**TEXTE EXTRAIT:**
Egalité et Réconciliation
https://www.egaliteetreconciliation.fr/
 

Le talentueux monsieur Musk

Rébellion interroge Faits et Documents

La lettre confidentielle fondée par Emmanuel Ratier consacre un dossier complet sur la biographie d’Elon Musk. Nous avons demandé à l’équipe de nous donner un portrait de cet homme qui incarne son époque.

 

Faits & Documents consacre une vaste enquête à Elon Musk. Comment expliquer la fascination qu’il provoque chez de nombreuses personnes, y compris dans la droite nationale française ?

Faits & Documents : Déjà par son statut d’homme le plus riche du monde (devant Bernard Arnault et Jeff Bezos), et peut-être même, selon certains, d’« homme le plus riche de l’histoire », ensuite par son impact en termes de créativité industrielle qui le place, d’après les commentateurs, entre Walt Disney, Wernher von Braun et Thomas Edison, enfin par son implication politique exponentielle qui risque de faire de lui l’un des nouveaux César de l’Empire américain (via le DOGE, dont nous parlerons plus bas). Plus prosaïquement, ses sorties anti-woke et ses dénonciations d’un certain immigrationnisme européen (dénonciations qui n’épargnent pas George Soros, faisons-le remarquer) expliquent assurément l’intérêt de ce que vous appelez la droite nationale française...

 

Quelle place ses origines familiales et son enfance tiennent dans son parcours ?

Il y a plusieurs choses. Les conservateurs aiment rappeler ses origines sud-africaines et par conséquent son expérience d’une société multiethnique violente ; d’autres préfèrent axer sur son côté « enfant solitaire et réservé », voire « souffre- douleur » de son établissement scolaire ; plus récemment, son autisme déclaré semble devenir une explication globale, notamment pour ses détracteurs. Profitons de votre question pour citer un fait tout aussi décisif mais généralement peu mis en avant : l’influence de ses grands-parents maternels – et tout particulièrement de son grand-père Joshua Haldeman –, décrits comme des aventuriers touche-à-tout, épris de liberté, originaux et passionnés. Pour aller au bout sur les origines d’Elon Musk, faisons remarquer qu’en termes généalogiques, le sang qui coule dans ses veines est anglais, hollandais et suisse.

 

Quelles sont les racines culturelles de ce grand lecteur ? D’où viennent son imaginaire futuriste et son adoration de la technique ?

**JEU DE DONNÉES:**

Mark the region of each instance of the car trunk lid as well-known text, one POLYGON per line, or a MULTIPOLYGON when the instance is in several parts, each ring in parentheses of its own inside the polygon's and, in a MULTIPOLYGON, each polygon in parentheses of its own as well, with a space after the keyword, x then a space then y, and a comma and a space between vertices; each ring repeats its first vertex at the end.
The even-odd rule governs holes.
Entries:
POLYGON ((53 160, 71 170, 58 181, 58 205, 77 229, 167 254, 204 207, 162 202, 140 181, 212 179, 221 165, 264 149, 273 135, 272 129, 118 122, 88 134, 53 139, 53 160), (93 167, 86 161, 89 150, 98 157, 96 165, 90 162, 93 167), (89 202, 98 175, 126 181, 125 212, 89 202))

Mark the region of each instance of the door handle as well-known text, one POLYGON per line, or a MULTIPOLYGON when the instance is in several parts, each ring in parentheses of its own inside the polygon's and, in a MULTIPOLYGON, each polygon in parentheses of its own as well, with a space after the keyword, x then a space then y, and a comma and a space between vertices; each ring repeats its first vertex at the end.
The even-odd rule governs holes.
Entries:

**ACTIONS À MENER:**
• 1. Énumérez toutes les personnalités entre lesquelles, d'après les commentateurs cités dans l'entretien sur Elon Musk, sa créativité industrielle le place.
• 2. Reproduisez fidèlement le passage de l'entretien sur Elon Musk qui va de « Rébellion interroge Faits » jusqu'à « droite nationale française ? ».
Les données n'interviennent en rien dans ce travail.

**RÉSULTATS DE L'EXERCICE:**
• 1. Walt Disney, Wernher von Braun et Thomas Edison.

• 2.
Rébellion interroge Faits et Documents

La lettre confidentielle fondée par Emmanuel Ratier consacre un dossier complet sur la biographie d’Elon Musk. Nous avons demandé à l’équipe de nous donner un portrait de cet homme qui incarne son époque.

 

Faits & Documents consacre une vaste enquête à Elon Musk. Comment expliquer la fascination qu’il provoque chez de nombreuses personnes, y compris dans la droite nationale française ?